** Given exercise 1 **
Copy every line of the records below that contains the string "trace", treating uppercase and lowercase as different.

No Place for
a Woman: The Family in Film Noir
Pro-Family Messages in Film Noir

Transgressions against the
traditional family lead to death. The Postman Always Rings Twice (1945) |
Many critics have argued convincingly that film
noir follows much the same pattern of rewarding "good" women and punishing
"bad" women as conventional Hollywood films. The rewards and punishments for
women (and men) in film noir are especially serious characters who willingly
play their proper roles tend to survive beyond the end of the film, while characters who
resist playing these roles often die violently or, less commonly, go to jail. On rare
occasions, these films even deliver a Hollywood happy ending, when a family or a
relationship that was threatened or torn apart during the course of the film actually is
restored in the final scene. Meanwhile, critics who find a conservative message in film
noir point out that these films endorse the family not only in their narrative
content, but even in their visual style, which creates a negative contrast between the noir
world and the world of traditional family life.
Claire Johnston argues that film noir reinforces the male-dominated status
quo family by destroying characters who threaten the established order
particularly women. She points out that noir films like Double Indemnity
(1944) often depict transgressions against the family that involve a discontented wife who
murders her husband. But rather than casting doubt on the traditional nuclear family,
these female transgressors exist only to be beaten down and destroyed. This pattern is
repeated in classics of film noir such as The Postman Always Rings Twice
(1945), Out of the Past (1947), The Lady from Shanghai (1948), and Dead
Reckoning (1948). The wife who achieves independence through murder inevitably dies
violently sentenced to death by a film that supports the status quo as
represented by the law against murder. Film noir therefore provides an affirmation
of the dominant social order and a warning against disturbing it:
"Far from opening up social contradictions, the [detective] genre as a whole . . .
performs a profoundly confirmatory function for the reader, both revealing and
simultaneously eliminating the problematic aspects of social reality by the assertion of
the unproblematic nature of the Law." 19
Janey Place agrees that film noir tends to destroy the independent woman as a
moral lesson to the audience and to the male characters who fall under her spell:
"The ideological operation of the myth (the absolute necessity of controlling the
strong, sexual woman) is thus achieved by first demonstrating her dangerous power and its
frightening results, then destroying it." 20
This view of film noir emphasizes the danger that independent women represent
for men by tempting them to venture beyond the safety of the family, if only temporarily.

** Given exercise 2 **
In the film noir essay above, why does Claire Johnston argue that these films support the established family order instead of casting doubt on it?

** Data lines **
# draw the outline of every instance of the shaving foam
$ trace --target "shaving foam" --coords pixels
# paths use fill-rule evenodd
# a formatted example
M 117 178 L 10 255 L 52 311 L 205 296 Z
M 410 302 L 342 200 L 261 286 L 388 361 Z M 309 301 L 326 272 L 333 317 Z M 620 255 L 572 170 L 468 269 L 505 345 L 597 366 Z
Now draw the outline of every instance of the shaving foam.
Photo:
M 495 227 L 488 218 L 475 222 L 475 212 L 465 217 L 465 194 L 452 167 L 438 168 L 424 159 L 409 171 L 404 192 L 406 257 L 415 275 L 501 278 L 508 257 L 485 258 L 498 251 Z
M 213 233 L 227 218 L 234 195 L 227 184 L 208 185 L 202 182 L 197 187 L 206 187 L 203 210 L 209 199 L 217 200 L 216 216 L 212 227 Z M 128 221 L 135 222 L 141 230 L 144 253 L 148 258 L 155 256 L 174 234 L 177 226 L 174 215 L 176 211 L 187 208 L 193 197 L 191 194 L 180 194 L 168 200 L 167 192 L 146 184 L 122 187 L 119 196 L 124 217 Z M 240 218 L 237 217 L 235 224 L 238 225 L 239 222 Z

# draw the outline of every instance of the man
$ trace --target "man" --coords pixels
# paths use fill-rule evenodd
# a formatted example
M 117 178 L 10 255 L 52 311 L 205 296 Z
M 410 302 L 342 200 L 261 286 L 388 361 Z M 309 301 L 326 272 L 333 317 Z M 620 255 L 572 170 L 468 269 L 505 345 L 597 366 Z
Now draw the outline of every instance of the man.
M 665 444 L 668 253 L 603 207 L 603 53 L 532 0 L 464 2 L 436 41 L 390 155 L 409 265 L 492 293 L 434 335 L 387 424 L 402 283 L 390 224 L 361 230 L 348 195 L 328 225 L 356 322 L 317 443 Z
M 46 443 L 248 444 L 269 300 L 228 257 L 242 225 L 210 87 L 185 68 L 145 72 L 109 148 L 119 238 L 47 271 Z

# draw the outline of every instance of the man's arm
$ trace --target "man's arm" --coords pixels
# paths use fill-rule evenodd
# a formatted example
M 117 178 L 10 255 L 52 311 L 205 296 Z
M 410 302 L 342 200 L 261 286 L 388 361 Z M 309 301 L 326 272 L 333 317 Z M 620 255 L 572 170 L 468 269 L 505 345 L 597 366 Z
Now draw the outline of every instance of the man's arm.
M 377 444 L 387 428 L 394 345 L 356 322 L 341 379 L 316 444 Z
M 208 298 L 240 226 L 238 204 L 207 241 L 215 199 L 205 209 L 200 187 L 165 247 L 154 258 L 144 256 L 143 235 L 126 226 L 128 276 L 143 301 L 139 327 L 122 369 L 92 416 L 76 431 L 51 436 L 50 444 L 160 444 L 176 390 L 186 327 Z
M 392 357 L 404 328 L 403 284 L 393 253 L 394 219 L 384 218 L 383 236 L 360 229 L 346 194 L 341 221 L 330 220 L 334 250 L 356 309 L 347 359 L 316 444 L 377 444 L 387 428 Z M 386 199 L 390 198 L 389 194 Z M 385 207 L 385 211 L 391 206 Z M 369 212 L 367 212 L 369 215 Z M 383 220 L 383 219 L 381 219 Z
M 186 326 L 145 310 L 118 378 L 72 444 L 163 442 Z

** Correct output 1 **
$ trace --target "shaving foam" --coords pixels
$ trace --target "man" --coords pixels
$ trace --target "man's arm" --coords pixels

** Correct output 2 **
She argues that the discontented wife who murders her husband exists only to be beaten down and destroyed. Because the wife who gains independence through murder always dies violently, the film sides with the status quo that the law against murder represents. Film noir therefore affirms the dominant social order and warns against disturbing it.